EXTRACT PROVIDED:
Taxing online giants isn't as simple as it might appear – Scotsman comment

The low amount of tax paid by online tech giants has been an issue that has festered for years all over the world.

In April last year, Chancellor Rishi Sunak introduced a two per cent tax on digital sales, partly in response to firms’ habit of re-routing profits through countries where the taxes are low. Companies like Amazon, Google and Facebook needed to “pay their fair share of tax”, he said.

And, we can all agree, fairness in taxation is an important concept.

High street retailers must look at the levels of tax paid by online rivals with considerable envy.

A large department store in Glasgow could pay more than £1 million a year in rates alone, as well as employing a large number of people and providing wider economic benefits by, for example, indirectly supporting local businesses like sandwich shops where staff and customers buy their lunch.

But such stores and many more smaller ones have been closing down in cities and towns all over the country – reducing the tax revenue for the government and ending the livelihoods of vast numbers of workers – while internet rivals have benefited from the internet boom during the pandemic.

Figures released in September showed that Amazon paid £293 million in tax in the UK over the previous year, on sales that totalled nearly £14 billion. And while the growth of online retail has benefited firms like couriers who deliver the parcels, it has nothing like the same economic ecosystem that grows up around physical stores.

EXERCISE DESCRIPTION: Continue the Scotsman comment on taxing online tech giants from the end of the paragraph about Amazon's UK tax bill.

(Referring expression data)
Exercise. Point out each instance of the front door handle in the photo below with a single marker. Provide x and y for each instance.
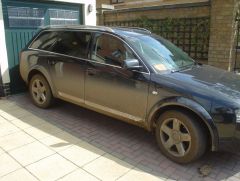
(52, 62)
(91, 71)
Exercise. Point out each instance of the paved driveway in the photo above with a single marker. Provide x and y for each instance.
(68, 142)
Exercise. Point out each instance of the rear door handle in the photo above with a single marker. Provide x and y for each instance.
(91, 71)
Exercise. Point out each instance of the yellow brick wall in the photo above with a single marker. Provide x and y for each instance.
(157, 14)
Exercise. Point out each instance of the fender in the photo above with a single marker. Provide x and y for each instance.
(45, 73)
(192, 106)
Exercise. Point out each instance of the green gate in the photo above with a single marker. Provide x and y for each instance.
(23, 20)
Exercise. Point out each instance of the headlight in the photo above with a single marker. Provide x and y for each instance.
(237, 116)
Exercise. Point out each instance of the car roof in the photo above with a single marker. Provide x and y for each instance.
(122, 31)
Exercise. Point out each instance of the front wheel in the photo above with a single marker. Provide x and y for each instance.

WRITTEN RESPONSE:
So Scottish Labour’s plan to put extra taxes on online corporations such as Amazon is perfectly understandable and may be reasonable. This is an issue most parties are thinking about.

Amazon founder Jeff Bezos, seen wearing sunglasses at Wimbledon in 2019, is the world's richest person (Picture: Mike Egerton/PA Wire)

But there are risks of imposing extra digital taxes.

The internet has expanded the potential customer base for many Scottish businesses, particularly smaller ones, from local to global, with Amazon playing a leading role.

Countries that impose higher taxes on such international transactions risk falling behind those that do not in building the kind of economy suited for the 21st century. It could create a pressure on companies based here to move to England – and, given time, start-ups can become giants.

So caution is required when seeking to replace lost sources of government revenue, and to make taxation fair.